Image point grounding data
***

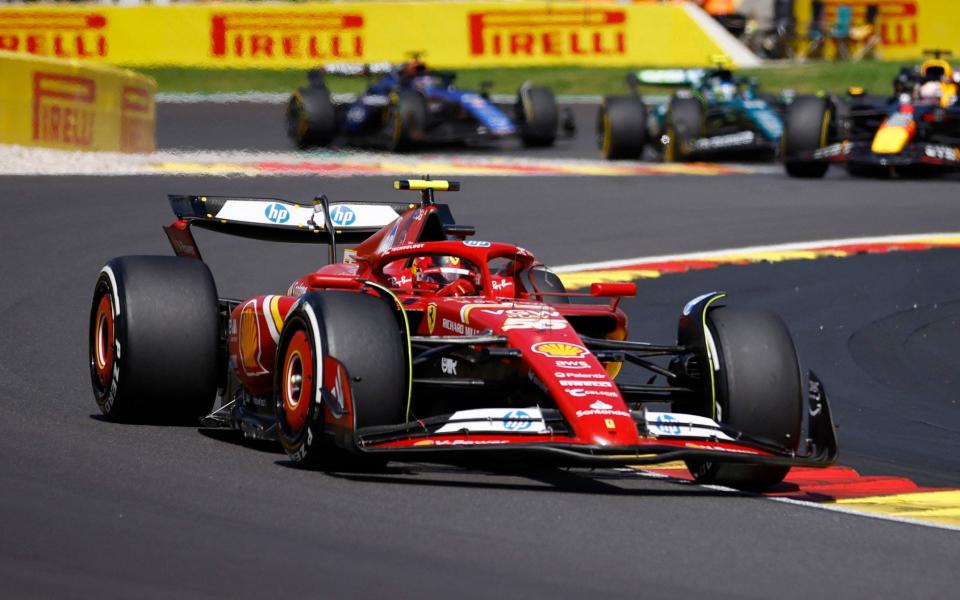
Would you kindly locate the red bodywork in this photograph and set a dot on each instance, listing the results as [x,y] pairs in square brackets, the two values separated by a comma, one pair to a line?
[551,347]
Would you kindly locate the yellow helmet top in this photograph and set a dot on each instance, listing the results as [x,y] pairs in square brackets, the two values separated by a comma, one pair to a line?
[936,67]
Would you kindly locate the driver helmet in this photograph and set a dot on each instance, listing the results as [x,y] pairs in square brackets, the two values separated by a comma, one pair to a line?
[435,272]
[413,68]
[725,90]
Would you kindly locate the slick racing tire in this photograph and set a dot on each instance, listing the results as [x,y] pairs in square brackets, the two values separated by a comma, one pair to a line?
[154,339]
[540,279]
[362,333]
[806,129]
[407,121]
[622,127]
[759,392]
[684,123]
[537,116]
[311,118]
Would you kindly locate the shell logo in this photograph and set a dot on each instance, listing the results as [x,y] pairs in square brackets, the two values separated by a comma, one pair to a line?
[559,350]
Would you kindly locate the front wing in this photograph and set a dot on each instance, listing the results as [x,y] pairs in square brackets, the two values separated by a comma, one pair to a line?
[859,153]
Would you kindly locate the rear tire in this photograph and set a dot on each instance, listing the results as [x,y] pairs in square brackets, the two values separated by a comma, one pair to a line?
[154,339]
[362,333]
[311,118]
[622,127]
[538,116]
[806,129]
[759,392]
[407,121]
[684,123]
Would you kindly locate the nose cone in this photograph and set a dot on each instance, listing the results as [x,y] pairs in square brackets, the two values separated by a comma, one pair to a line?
[891,139]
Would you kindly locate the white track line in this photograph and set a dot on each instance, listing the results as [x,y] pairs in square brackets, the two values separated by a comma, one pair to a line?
[804,503]
[282,97]
[749,250]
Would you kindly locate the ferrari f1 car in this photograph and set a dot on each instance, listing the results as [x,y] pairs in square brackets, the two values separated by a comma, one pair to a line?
[714,115]
[424,344]
[914,131]
[411,106]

***

TASK DESCRIPTION —
Please set down every record exactly as it appears, leaving out the pictures.

SOLUTION —
Would you kindly locate the red bodywork in this photograph and set a dot on each instance, listing the results as [x,y] pairs in square brackets, the two values separated by a comma, one pair to a line?
[551,347]
Would you kindly locate the yellow helmet top in this photograph and set a dot on each instance, listing the results as [x,y] pairs in square brackets, the two values separated by a comma, one pair to a line?
[936,67]
Would you kindly locate the driver helmet in this photograph and set a dot on each instance, listing the results as [x,y] pairs in square brackets, the two values separated by a comma, one pair to a line?
[435,272]
[413,68]
[725,90]
Would you kindly locate the slick racing tire in this photograph and set a dot on each instance, listing the results as [x,y] pairs in square brackets, the two values separated by a comma, one pair to a line?
[154,339]
[540,279]
[362,333]
[806,129]
[407,121]
[622,127]
[759,392]
[684,123]
[537,116]
[311,118]
Would you kindly locate the shell logo in this photograph and set a dot on each instance, listing the results as [x,y] pairs in square brackets, the two values separated by a comma, one pair to a line?
[559,350]
Would you kindly locate the front wing in this photograph and set a dot on each instance, listing the results as [x,y] pairs in square brackets, the two values separated by a comma, one pair to a line?
[859,153]
Would you kindly locate the rear tire in this photograph and set a dot on each instance, listing the results as [x,y] pairs in square brackets, the two values separated by a comma, one pair to a line?
[154,339]
[362,333]
[311,118]
[622,127]
[538,116]
[806,129]
[759,392]
[407,121]
[684,123]
Would you kindly locate the nose cone in this photograph and set a dot on each instance, listing the results as [x,y] pairs in square brackets, the two values separated by a comma, one pair to a line?
[891,139]
Would you kindly locate the white track line in this photograph and set a dot on each instance, listing the results as [x,y] pairs in square brackets, the two values separated by a comma, one pair to a line?
[804,503]
[282,97]
[749,250]
Would you kindly locate the ferrari f1 car in this photograph and set a dot on each instance, listing the results as [x,y] pairs in square brackets, the two values separated by a comma, one pair to a line?
[714,115]
[424,344]
[914,131]
[411,106]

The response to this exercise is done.